**Text extract:**
--- START ---
The Value: Owning Aftermarket Service Drives More Than Just Revenue

Aftermarket Parts and Service: Where the Real Money in Manufacturing is Made

“Merchandising! Merchandising! Where the real money from the movie is made.”
If you recognize which movie this quote is from, you are my people.
If you don’t, stop reading this blog and watch the cult classic Mel Brooks film Spaceballs. Right now.
If you haven’t seen it, and you don’t want to (your choice, but your loss), Spaceballs is a parody of the original Star Wars movie trilogy. That quote is delivered by Yogurt, the Spaceballs version of Yoda.
Yogurt’s line perfectly sums up one of the movie’s big running gags: everything can be branded, and everything can be sold. Even Spaceballs: The Flamethrower (“The kids love this one!”). And when a movie is wildly popular, those branding stakes get even higher.
Just look at the franchise Spaceballs spoofed – the commercialization of Star Wars is basically an industry of its own.
But there’s a reason a wise leader like Yogurt would cash in on merchandising, and why movie studios do too: it’s profitable.
So what does this have to do with manufacturing?
Aftermarket Parts and Service: Turning One-Time Purchases into Long-Running Profits
The magic of merchandising is that it transforms a fleeting, one-and-done transaction into an ongoing money-maker. For movies, the core sale is that ticket or streaming rental – a few bucks per seat. But when that same fan walks out of the theater and buys the T-shirt, the Lego set, or yes, the flamethrower, the studio keeps cashing in long after the credits roll.
Manufacturers follow the same play: aftermarket parts and service offerings transform one-off transactions into recurring revenue streams. The upfront sale might be a million-dollar piece of equipment. But the steady flow of replacement parts, service calls, and upgrades keep the machine – and the revenue – humming for years. According to McKinsey, the “margins for providing aftermarket services are almost always at least double the margins on sales of new units.”
Take Rolls Royce, for example.
According to Aviation Week Network, civil aerospace makes up about half of the company’s total sales — and within that division, the aftermarket is the real powerhouse.
--- END ---
**Stated goal 1:**
Copy out the section of the blog post on aftermarket parts and service that opens with the words containing "Yogurt’s line perfectly" and closes with "too: it’s profitable.".
**Stated goal 2:**
Write the next part of the blog post on aftermarket parts and service, picking up after its final sentence.
The entries have no connection to the blog post on aftermarket parts and service.

**Dataset records:**
--- START ---
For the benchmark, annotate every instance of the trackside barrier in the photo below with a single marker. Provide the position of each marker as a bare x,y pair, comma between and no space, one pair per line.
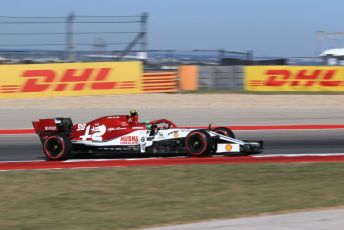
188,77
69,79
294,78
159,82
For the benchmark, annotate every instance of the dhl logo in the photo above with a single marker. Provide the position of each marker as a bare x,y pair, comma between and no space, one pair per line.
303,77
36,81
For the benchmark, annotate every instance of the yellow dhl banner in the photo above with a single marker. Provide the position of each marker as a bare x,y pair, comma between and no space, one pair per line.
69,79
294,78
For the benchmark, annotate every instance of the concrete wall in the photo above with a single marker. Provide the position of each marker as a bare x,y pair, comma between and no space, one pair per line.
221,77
--- END ---
--- START ---
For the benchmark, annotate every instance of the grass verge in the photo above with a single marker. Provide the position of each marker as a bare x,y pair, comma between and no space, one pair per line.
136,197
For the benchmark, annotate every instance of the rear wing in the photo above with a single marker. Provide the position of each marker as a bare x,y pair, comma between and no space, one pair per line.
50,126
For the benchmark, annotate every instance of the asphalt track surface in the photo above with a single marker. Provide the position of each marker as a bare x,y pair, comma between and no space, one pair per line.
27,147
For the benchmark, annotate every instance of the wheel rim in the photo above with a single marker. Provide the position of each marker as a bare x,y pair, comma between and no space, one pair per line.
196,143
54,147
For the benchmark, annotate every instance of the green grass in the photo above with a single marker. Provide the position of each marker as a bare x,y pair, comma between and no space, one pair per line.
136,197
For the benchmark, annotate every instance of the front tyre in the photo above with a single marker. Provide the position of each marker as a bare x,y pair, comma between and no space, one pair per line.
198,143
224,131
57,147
--- END ---
**Right answer 1:**
Yogurt’s line perfectly sums up one of the movie’s big running gags: everything can be branded, and everything can be sold. Even Spaceballs: The Flamethrower (“The kids love this one!”). And when a movie is wildly popular, those branding stakes get even higher.
Just look at the franchise Spaceballs spoofed – the commercialization of Star Wars is basically an industry of its own.
But there’s a reason a wise leader like Yogurt would cash in on merchandising, and why movie studios do too: it’s profitable.

**Right answer 2:**
In 2023, services revenue jumped by a quarter to £4.6 billion ($5.8 billion), accounting for 63% of Rolls-Royce’s civil aerospace revenue, up from about 54% a decade ago. To put it in perspective: roughly £3.3 billion ($4.2 billion) of that came from servicing their large engines, while the original equipment sales for those same engines brought in just £2 billion ($2.5 billion). The math is clear: the real profit lies in keeping the engine flying, not just in selling it once.

Unlike consumer gadgets that are swapped out every few years, industrial equipment sticks around. The average age of industrial/manufacturing machinery in use in the U.S. is close to 20 years, according to the U.S. Bureau of Economic Analysis (BEA). Zoom in on one vertical – food processing – and the average age jumps to 24 years.
It makes sense: industrial equipment is a significant capital expense. For companies feeling the pressure of tariffs, economic uncertainty, and tight labor markets, it’s no surprise that they hesitate to shell out for brand-new machines – especially if their existing ones still get the job done.
So instead of plunking down a huge cash outlay for a full equipment replacement, companies protect their investment with far less capital-intensive maintenance – strategically replacing and rebuilding parts and pieces where needed. But those parts and that labor have to come from somewhere.
For manufacturers looking for not only stable, reliable revenue but also a channel that delivers critical customer and competitive intelligence, that somewhere should absolutely be them.
- 1
Asset Lifecycle Control
When you own the service relationship, you control how your equipment performs from day one to its final rebuild or retirement. No one knows how to maintain and upgrade your machines better than you do, so why let someone else profit from that expertise?
- 2
Digital Thread Visibility
Every piece of service data feeds back into your understanding of how your products run in the real world. With sensors and IoT tools, you can monitor performance, spot problems before they happen, and design better products — all thanks to insights you’d never get from a third-party service middleman.
- 3
Direct Customer Relationships
Many manufacturers sell through dealer and distributor channels, which can blur the connection with the end user. By owning the service relationship directly, you gain firsthand knowledge of customer needs, usage patterns, and pain points. This information can in turn translate to valuable opportunities that the traditional channel model can often hide.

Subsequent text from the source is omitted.